> [EXERCISE DIRECTIONS]: Rewrite everything from the line containing "column, that would be most helpful." down to the last of these lines, requests included, and increase every vertex coordinate in the answer masks by 21, leaving the requests and their format samples unchanged.

> [INPUT FOR THIS TASK]:
***

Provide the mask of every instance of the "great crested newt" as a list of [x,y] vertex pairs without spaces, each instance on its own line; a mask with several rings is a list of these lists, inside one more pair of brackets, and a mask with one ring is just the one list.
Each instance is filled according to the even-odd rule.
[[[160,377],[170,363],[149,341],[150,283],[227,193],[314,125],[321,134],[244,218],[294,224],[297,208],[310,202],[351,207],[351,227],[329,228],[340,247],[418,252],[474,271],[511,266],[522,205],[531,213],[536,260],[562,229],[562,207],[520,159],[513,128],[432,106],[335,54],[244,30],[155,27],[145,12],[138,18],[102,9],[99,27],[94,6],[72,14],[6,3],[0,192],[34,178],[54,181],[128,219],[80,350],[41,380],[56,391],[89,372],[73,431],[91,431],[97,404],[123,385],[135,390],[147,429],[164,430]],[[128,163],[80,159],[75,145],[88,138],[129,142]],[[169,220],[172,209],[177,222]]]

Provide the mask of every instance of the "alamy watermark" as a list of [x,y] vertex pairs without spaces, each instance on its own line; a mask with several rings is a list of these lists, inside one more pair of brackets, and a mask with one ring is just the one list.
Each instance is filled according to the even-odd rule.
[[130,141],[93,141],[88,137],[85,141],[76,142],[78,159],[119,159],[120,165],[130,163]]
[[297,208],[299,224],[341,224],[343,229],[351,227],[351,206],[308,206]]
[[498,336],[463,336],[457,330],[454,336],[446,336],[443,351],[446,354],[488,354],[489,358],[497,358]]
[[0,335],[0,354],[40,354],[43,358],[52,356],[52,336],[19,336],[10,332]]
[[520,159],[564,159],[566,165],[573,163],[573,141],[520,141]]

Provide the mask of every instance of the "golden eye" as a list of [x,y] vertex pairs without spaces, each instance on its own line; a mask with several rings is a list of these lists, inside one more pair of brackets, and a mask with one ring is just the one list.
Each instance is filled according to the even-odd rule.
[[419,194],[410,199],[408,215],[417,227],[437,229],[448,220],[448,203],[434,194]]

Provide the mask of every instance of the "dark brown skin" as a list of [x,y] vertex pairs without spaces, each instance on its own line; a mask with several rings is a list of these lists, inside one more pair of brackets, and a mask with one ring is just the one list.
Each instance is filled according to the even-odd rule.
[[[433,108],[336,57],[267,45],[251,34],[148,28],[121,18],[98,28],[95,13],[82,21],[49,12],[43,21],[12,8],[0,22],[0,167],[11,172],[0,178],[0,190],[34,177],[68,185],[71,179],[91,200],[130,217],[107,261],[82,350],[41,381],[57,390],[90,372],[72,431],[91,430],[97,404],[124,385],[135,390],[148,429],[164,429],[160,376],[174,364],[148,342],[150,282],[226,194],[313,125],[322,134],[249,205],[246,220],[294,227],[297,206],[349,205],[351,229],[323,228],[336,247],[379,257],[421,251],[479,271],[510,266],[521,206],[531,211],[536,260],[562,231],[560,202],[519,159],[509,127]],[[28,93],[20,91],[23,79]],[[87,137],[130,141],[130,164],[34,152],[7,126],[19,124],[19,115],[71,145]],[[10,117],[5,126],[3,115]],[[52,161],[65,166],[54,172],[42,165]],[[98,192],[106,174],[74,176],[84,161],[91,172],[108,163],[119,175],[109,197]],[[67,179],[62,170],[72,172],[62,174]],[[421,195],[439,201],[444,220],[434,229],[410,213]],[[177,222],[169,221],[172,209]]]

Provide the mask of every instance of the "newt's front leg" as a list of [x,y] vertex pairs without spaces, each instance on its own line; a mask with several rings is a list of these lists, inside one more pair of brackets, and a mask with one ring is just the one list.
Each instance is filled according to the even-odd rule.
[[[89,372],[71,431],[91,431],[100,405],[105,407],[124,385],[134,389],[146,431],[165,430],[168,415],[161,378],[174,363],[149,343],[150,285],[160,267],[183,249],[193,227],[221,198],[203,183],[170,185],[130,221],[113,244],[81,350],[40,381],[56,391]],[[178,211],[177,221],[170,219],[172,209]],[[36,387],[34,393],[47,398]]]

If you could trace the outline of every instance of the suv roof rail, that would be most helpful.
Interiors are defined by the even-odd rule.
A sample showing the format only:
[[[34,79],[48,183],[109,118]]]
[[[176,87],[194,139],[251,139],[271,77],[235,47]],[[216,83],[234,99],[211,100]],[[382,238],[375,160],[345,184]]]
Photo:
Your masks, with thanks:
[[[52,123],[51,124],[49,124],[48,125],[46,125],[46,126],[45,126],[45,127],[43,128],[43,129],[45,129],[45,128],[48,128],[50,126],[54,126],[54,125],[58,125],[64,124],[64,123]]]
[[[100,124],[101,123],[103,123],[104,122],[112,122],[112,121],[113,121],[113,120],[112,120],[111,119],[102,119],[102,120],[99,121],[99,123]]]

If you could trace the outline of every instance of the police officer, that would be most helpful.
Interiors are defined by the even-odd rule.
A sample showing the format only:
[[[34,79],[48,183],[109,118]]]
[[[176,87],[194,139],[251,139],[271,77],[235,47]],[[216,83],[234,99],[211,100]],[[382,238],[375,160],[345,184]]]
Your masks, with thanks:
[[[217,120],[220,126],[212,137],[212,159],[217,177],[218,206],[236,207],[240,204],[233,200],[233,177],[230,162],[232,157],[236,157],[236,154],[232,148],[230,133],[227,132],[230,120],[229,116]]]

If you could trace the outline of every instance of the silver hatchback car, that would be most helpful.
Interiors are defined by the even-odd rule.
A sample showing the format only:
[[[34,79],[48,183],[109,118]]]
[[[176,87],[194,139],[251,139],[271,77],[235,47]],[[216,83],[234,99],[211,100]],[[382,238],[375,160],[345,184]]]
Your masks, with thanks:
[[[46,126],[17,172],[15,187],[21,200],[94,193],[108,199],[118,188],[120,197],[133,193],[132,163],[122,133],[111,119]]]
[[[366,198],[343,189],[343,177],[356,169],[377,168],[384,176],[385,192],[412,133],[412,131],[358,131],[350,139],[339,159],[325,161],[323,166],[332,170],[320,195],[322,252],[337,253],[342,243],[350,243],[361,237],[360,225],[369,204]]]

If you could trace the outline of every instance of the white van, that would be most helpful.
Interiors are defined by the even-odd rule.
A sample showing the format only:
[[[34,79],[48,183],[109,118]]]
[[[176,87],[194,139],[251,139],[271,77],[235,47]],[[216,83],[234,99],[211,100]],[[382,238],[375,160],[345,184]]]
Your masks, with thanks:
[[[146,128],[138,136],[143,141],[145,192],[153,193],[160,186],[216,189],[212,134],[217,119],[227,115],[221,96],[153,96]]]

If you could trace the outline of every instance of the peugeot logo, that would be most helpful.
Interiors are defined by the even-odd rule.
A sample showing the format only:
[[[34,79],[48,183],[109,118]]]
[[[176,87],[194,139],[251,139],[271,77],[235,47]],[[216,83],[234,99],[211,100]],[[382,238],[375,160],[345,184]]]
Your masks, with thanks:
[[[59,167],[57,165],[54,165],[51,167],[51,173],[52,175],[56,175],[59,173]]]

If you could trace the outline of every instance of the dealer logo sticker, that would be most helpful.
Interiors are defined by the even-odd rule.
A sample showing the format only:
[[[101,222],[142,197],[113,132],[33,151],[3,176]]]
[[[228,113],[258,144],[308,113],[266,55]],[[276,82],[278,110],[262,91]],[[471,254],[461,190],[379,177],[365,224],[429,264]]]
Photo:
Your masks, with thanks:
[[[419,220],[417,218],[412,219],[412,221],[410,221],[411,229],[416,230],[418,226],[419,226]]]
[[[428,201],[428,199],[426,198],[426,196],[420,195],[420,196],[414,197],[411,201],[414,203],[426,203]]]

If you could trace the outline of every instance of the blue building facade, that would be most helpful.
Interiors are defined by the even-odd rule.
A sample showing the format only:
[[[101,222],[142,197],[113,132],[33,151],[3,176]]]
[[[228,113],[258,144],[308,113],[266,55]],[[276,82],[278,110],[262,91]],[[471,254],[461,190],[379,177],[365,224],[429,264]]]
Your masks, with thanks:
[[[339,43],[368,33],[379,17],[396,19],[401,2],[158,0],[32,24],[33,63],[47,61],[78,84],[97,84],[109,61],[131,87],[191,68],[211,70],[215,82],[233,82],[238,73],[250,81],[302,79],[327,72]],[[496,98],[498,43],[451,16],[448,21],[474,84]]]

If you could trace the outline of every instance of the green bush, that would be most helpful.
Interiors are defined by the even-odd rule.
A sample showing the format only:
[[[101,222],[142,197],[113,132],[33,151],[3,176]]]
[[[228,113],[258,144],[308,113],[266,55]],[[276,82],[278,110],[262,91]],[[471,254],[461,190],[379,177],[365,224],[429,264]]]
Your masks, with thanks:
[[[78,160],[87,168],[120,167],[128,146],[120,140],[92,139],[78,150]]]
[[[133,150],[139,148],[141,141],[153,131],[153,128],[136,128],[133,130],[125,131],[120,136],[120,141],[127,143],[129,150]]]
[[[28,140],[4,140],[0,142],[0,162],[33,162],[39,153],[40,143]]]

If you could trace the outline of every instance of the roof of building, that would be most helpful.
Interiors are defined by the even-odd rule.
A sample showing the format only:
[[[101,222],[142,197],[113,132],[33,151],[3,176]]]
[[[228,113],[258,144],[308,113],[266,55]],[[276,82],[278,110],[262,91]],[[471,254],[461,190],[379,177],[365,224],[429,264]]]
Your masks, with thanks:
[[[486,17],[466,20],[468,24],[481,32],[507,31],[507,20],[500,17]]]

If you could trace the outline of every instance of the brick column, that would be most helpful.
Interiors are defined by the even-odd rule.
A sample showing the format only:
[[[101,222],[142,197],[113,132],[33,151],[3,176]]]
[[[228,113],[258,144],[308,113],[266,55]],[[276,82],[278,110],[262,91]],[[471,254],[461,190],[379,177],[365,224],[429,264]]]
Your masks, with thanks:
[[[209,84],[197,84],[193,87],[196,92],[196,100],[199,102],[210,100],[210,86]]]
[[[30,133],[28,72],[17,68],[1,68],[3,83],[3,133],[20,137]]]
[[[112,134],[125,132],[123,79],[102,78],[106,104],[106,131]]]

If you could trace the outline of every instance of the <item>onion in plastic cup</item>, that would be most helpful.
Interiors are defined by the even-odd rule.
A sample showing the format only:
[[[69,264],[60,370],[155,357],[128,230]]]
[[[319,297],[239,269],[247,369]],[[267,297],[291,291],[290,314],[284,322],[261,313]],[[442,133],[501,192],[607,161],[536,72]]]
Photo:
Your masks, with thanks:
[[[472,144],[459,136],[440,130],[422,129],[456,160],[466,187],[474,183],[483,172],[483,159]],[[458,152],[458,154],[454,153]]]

***

> [WORKED ANSWER]:
If you could trace the outline of every instance of the brick column, that would be most helpful.
Interiors are defined by the even-odd rule.
A sample showing the format only:
[[[101,222],[142,197],[113,132],[33,151],[3,176]]]
[[[228,113],[258,144],[308,113],[266,55]],[[276,82],[278,110],[262,91]],[[471,254],[461,190],[379,177],[365,224],[429,264]]]
Your masks, with thanks:
[[[230,105],[218,105],[214,108],[217,113],[217,121],[220,123],[231,121],[231,107]]]
[[[51,154],[49,93],[38,89],[22,89],[24,104],[24,154],[41,158]]]
[[[133,155],[146,153],[144,100],[123,99],[127,125],[127,152]]]

If you could trace the outline of every instance of the <item>onion in plastic cup</item>, that would be most helpful.
Interiors are defined by the even-odd rule.
A sample showing the format only:
[[[69,264],[60,370],[155,357],[128,230]]]
[[[319,297],[239,269],[247,369]],[[267,297],[291,291],[290,314],[284,322],[261,313]],[[442,133],[501,192],[607,161],[536,72]]]
Photo:
Your masks, with thanks:
[[[493,165],[480,157],[461,151],[443,150],[477,181],[487,208],[495,204],[504,193],[504,180]],[[479,173],[479,175],[475,174]]]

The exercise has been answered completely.